▶ **Description of the task**:
Report back every line in the data that includes the string "below".
<<<<
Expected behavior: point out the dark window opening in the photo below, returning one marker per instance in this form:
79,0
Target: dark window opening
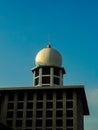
30,96
56,80
38,122
59,95
46,80
69,122
59,113
49,113
29,114
10,105
21,96
69,95
69,104
11,96
59,104
69,113
29,105
39,96
59,122
19,114
18,123
49,95
10,114
49,122
39,105
57,71
9,123
20,105
36,81
29,123
46,70
49,105
38,113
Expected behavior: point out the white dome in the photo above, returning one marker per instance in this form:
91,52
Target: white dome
48,56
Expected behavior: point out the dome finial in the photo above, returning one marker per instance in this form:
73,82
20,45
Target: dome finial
49,46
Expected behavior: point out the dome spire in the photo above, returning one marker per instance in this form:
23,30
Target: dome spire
48,46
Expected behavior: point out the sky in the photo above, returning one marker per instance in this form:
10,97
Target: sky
71,26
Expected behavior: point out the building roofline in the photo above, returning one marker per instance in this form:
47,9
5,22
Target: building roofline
79,88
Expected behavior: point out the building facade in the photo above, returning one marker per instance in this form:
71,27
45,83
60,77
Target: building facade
48,105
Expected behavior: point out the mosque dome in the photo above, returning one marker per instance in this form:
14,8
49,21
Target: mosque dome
48,56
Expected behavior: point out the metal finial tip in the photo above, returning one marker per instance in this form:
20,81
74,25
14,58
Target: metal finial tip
49,46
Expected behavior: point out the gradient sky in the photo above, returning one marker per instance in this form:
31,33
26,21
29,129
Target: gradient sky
71,27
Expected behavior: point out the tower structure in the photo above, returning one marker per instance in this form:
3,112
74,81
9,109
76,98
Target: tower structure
48,70
48,105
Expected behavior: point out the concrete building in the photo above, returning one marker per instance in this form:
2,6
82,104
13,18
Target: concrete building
48,105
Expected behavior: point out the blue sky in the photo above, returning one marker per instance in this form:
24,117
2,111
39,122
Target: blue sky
72,27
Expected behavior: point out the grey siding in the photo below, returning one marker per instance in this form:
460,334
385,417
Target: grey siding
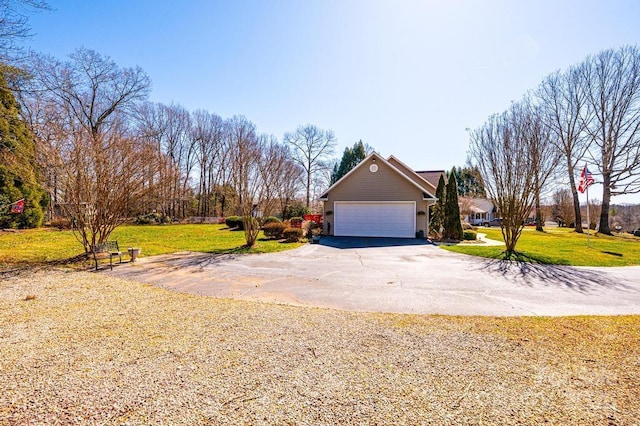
428,187
384,185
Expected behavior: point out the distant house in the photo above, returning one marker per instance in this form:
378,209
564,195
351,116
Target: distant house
477,211
380,198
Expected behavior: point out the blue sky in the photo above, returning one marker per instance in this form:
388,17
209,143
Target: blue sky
406,77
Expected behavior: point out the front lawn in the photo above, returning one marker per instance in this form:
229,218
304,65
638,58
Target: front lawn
562,246
45,245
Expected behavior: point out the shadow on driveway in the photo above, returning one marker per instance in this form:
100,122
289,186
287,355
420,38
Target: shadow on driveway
365,242
582,280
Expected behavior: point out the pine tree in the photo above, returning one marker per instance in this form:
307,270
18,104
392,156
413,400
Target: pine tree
350,158
18,174
437,213
452,223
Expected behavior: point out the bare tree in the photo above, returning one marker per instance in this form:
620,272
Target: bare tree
535,136
563,206
168,127
564,109
208,137
311,146
501,154
245,157
14,25
99,163
612,82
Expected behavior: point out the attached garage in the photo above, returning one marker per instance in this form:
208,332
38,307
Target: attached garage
379,198
396,219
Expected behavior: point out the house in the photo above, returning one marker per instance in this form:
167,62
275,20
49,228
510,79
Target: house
477,211
380,198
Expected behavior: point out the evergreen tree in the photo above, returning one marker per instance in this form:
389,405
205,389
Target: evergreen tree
18,174
437,213
350,158
452,223
469,182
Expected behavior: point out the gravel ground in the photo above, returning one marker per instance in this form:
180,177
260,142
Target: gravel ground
85,348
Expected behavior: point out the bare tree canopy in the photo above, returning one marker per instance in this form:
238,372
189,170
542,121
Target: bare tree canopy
98,163
14,25
612,82
566,114
311,146
510,150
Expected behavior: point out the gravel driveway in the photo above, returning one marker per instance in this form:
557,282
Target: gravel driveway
403,276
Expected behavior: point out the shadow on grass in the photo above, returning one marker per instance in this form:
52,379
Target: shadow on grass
531,271
14,270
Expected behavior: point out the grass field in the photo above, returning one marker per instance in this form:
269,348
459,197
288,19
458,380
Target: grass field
46,245
562,246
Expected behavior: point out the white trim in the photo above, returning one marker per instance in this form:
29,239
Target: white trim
336,214
378,157
419,177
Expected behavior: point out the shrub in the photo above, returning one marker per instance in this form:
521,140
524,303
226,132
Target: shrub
311,228
296,209
274,230
470,235
60,223
152,218
293,235
272,219
234,222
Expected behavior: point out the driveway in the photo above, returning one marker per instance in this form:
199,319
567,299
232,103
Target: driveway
389,275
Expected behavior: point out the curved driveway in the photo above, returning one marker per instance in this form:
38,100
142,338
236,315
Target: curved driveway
387,275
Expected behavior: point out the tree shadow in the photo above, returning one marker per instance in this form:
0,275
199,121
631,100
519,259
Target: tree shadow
531,272
16,270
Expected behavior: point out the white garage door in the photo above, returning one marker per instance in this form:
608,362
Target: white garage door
375,219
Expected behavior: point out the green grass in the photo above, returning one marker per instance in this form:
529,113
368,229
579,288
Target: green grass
45,245
562,246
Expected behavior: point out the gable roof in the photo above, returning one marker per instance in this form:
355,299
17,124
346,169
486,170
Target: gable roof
426,190
412,174
481,205
432,176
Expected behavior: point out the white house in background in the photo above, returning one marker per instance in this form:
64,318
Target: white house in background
479,211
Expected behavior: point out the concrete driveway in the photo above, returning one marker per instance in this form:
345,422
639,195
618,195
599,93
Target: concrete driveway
388,275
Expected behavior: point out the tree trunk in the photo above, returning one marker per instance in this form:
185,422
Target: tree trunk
577,225
538,214
606,201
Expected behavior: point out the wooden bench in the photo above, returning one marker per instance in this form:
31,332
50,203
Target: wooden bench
109,249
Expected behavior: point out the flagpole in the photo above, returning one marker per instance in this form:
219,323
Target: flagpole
588,220
10,204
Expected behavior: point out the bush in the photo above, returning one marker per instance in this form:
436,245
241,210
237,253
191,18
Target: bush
234,222
274,230
293,235
272,219
470,235
152,218
311,228
296,209
61,223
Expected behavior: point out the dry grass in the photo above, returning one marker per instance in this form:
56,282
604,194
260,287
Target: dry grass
86,348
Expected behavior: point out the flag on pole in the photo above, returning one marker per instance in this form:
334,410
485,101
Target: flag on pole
18,206
586,180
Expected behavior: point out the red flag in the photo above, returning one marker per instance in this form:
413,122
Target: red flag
586,179
18,206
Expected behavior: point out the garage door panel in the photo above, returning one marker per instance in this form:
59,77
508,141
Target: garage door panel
375,219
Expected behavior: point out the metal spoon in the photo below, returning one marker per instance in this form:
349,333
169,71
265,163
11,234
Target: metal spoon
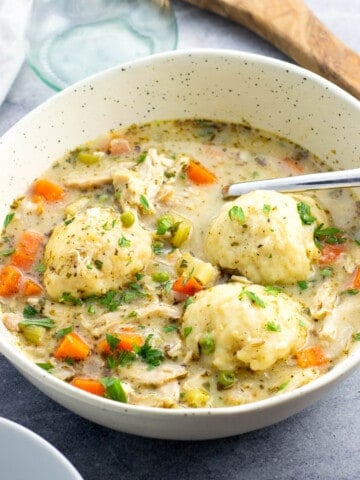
313,181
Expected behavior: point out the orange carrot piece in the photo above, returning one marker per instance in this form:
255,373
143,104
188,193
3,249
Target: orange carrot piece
31,288
39,201
198,174
10,279
187,286
89,385
48,190
127,341
72,346
311,357
356,279
330,253
26,250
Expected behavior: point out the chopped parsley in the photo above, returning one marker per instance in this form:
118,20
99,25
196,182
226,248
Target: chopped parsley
66,297
305,213
8,219
145,203
114,389
252,297
236,213
273,290
273,327
148,354
330,235
169,328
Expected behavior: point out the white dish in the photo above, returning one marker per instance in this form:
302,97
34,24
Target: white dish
223,85
22,451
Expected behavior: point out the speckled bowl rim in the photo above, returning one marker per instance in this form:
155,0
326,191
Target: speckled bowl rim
339,371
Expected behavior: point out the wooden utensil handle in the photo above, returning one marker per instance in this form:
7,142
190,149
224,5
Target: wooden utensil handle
294,29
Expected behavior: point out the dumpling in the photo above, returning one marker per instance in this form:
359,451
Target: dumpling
94,253
239,324
261,235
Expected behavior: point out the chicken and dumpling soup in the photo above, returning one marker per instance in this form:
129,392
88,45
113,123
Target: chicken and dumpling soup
124,272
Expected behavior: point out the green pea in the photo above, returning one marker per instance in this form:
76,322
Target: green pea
226,379
207,344
127,219
160,277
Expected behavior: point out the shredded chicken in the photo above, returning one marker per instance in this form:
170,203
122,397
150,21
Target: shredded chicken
141,374
144,182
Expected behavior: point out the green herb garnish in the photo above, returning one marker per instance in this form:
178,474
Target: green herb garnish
273,290
151,356
252,297
236,213
114,389
145,203
305,213
273,327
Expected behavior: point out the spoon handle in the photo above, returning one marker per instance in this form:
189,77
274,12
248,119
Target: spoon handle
295,30
313,181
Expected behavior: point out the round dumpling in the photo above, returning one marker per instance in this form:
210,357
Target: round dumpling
241,325
94,253
262,235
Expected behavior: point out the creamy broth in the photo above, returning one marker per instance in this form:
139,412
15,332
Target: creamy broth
125,273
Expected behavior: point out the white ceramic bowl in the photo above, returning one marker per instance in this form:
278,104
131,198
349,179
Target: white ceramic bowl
215,84
23,451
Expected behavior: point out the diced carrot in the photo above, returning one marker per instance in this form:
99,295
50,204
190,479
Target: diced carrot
293,165
10,280
356,279
311,357
127,341
330,253
26,249
31,288
187,286
72,346
89,385
198,174
48,190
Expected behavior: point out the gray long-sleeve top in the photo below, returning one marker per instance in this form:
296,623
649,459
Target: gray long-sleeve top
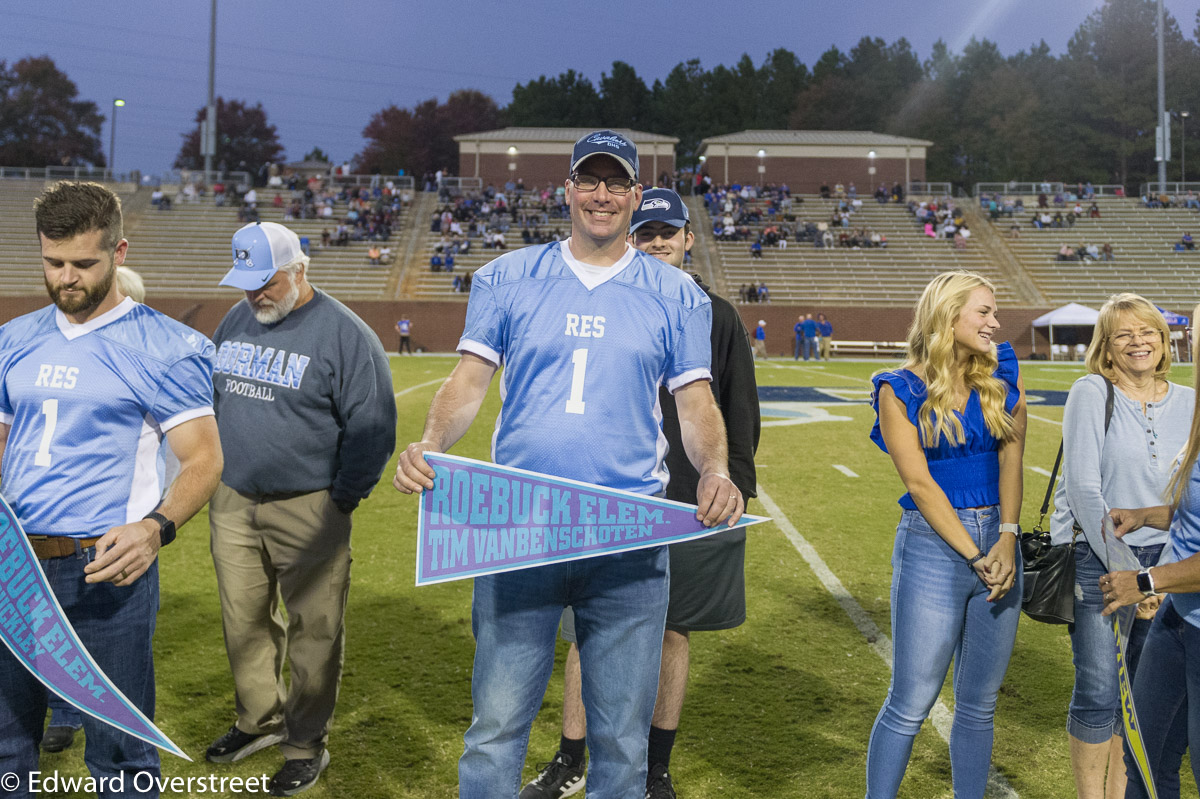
304,404
1127,468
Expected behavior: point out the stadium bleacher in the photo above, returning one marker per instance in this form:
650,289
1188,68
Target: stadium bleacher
1144,260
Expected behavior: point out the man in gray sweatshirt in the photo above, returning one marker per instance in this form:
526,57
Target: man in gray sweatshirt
306,410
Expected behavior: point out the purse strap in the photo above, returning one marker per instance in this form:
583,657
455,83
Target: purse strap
1057,461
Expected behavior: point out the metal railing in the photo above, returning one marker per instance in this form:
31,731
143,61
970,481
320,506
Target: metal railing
1174,190
928,188
67,173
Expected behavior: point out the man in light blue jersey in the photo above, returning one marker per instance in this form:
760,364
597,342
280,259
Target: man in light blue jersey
586,330
89,388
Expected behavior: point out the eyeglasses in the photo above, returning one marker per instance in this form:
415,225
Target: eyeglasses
1126,338
616,185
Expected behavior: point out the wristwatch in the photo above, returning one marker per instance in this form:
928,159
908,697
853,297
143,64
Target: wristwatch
1146,583
166,528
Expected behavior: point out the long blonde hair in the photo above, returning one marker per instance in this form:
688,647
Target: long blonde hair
1144,311
931,350
1187,457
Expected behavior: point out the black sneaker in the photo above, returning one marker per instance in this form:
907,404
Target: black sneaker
555,780
55,739
659,785
297,775
235,745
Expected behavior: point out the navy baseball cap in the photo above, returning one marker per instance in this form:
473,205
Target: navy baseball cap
660,205
259,250
609,143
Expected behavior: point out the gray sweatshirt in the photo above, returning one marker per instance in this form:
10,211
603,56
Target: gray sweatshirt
304,404
1127,468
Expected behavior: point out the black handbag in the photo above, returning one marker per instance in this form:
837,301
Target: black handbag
1048,593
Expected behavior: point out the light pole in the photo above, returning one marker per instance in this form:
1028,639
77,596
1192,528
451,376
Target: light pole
1183,145
112,138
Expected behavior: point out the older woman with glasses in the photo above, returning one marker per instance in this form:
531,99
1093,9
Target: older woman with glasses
1114,458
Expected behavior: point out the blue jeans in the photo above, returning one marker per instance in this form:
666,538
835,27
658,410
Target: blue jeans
1168,674
621,605
940,611
811,348
117,626
64,715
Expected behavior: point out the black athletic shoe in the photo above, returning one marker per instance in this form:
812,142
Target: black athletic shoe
235,745
555,780
659,786
55,739
298,775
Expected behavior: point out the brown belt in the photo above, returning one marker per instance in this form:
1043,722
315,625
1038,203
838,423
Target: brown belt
58,546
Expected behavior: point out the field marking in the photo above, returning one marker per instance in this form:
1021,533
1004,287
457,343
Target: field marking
876,641
820,373
423,385
1053,421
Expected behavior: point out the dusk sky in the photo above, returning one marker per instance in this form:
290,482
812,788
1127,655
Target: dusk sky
322,68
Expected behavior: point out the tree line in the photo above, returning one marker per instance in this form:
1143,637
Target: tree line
1085,114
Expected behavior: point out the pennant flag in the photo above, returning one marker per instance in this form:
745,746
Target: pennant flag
36,631
481,518
1121,558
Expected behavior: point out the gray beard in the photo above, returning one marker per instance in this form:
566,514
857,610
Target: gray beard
280,310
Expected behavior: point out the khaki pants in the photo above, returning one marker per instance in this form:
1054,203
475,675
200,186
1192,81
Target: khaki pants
298,550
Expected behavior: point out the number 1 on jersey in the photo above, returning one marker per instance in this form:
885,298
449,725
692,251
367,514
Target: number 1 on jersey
580,359
51,410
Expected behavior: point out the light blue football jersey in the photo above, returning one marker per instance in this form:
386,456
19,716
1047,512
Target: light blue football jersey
585,350
88,407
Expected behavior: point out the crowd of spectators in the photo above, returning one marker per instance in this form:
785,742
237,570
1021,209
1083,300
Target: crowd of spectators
941,220
751,293
1085,252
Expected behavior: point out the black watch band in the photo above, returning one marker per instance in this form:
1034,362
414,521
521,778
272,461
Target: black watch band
1146,583
166,528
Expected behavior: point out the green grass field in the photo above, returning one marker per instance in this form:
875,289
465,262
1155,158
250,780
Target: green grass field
778,708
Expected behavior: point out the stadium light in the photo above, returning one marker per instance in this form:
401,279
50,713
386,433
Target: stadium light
1183,145
112,137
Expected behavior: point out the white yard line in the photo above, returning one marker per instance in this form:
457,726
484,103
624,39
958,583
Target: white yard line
421,385
879,643
1053,421
819,371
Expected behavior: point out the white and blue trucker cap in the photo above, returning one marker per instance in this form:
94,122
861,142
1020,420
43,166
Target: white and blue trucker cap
659,205
609,143
259,250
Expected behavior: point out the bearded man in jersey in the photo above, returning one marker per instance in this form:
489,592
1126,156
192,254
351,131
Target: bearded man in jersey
587,330
89,388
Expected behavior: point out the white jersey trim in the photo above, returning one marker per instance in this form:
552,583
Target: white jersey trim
186,415
71,331
592,275
483,350
145,488
690,376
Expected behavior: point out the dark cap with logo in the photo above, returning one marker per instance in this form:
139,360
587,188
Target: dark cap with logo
259,250
609,143
660,205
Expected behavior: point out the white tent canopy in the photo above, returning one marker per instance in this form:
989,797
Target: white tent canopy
1071,314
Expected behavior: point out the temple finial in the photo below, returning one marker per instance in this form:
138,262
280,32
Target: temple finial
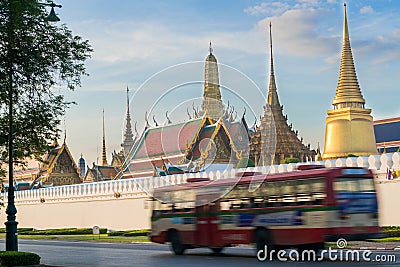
348,93
273,99
104,154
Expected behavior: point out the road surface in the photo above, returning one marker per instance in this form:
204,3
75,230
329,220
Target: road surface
70,253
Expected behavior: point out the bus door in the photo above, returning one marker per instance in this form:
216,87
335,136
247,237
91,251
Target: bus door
207,224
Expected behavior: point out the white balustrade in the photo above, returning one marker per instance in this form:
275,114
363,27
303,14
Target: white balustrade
330,163
282,168
386,161
340,162
374,162
396,160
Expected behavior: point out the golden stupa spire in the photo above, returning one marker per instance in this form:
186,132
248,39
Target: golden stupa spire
103,154
211,105
273,99
348,93
349,126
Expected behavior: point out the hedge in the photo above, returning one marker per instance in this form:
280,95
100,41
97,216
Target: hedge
144,232
65,231
15,258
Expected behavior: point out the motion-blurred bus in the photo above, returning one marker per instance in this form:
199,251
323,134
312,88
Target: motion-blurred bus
300,209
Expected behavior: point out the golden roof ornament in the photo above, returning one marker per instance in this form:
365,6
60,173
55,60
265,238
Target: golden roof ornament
348,93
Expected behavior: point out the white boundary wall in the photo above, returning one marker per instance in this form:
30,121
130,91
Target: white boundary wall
87,205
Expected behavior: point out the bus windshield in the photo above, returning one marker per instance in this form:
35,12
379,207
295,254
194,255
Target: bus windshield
346,184
355,195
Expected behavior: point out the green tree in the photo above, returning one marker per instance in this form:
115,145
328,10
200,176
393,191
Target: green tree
244,163
35,56
291,160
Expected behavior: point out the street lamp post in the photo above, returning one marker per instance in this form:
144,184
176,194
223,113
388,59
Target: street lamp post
11,223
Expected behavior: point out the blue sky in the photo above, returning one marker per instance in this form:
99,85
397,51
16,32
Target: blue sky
134,40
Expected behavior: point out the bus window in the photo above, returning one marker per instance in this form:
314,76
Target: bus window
183,201
159,207
343,184
318,190
274,196
304,196
288,192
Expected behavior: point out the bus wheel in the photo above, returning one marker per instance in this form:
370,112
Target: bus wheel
263,239
177,247
217,250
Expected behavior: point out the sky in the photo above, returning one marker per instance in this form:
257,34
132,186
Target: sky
158,48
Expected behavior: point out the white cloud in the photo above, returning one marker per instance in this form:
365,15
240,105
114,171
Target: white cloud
296,33
366,10
268,8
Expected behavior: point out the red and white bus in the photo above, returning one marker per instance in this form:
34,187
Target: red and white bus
302,209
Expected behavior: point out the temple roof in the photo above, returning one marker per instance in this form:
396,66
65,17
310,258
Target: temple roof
348,90
179,135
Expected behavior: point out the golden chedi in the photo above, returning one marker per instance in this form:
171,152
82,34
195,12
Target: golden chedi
349,126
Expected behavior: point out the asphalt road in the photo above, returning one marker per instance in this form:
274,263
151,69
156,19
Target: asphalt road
69,253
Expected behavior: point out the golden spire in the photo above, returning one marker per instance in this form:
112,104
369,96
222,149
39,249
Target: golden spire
103,154
273,99
211,105
348,93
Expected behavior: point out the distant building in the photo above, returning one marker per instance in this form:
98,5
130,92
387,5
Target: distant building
82,167
387,134
56,168
274,140
100,173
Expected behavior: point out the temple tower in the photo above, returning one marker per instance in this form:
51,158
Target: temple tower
212,105
103,154
128,136
274,140
349,126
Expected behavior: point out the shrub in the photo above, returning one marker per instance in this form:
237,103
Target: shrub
291,160
66,231
15,258
244,163
143,232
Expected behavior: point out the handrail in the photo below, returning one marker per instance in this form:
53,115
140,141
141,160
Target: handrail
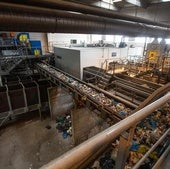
139,163
77,156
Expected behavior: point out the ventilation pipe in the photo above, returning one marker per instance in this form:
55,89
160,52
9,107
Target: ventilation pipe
82,8
36,19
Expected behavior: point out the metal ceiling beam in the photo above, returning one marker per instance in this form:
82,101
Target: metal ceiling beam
35,19
144,3
134,2
82,8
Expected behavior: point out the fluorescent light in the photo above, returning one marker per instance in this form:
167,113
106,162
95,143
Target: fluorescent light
165,0
117,0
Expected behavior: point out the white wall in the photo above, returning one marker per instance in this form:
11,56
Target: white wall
62,39
42,37
97,56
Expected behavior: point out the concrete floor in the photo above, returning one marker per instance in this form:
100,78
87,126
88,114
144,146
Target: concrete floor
30,145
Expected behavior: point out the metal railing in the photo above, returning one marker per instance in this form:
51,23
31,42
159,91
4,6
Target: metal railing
76,157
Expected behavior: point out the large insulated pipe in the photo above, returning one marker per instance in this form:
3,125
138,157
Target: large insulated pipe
74,158
35,20
86,9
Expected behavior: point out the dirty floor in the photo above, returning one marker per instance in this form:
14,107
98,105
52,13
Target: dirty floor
30,145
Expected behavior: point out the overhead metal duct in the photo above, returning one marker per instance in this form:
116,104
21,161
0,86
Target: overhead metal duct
36,19
82,8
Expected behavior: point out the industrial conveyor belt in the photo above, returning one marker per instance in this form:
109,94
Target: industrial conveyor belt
98,98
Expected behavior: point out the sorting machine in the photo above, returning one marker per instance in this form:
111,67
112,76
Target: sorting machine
115,108
22,94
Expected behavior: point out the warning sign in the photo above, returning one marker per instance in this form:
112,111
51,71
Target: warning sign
152,55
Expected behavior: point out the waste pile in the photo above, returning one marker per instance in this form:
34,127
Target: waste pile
64,124
146,134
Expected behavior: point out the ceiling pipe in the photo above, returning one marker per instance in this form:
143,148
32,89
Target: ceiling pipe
82,8
66,22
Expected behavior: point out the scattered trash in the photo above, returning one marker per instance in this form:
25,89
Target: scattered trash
48,127
64,125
>>>>
▶ **Expected answer**:
Expected behavior: point out the dark window opening in the photo below, returning one marker per instance in this form:
Expected behavior: point out the grey siding in the photo below, returning one marker per instance in this form:
Expected behavior: point out the metal spoon in the photo below, returning one marker per instance in this form:
Expected behavior: point out the gray long-sleeve top in the photo below, returning one marker per instance in this form:
Expected behavior: point out the temple finial in the photo below, returning one marker per instance in this form:
Expected behavior: point out the handrail in the photo below, returning one marker per instance in this form:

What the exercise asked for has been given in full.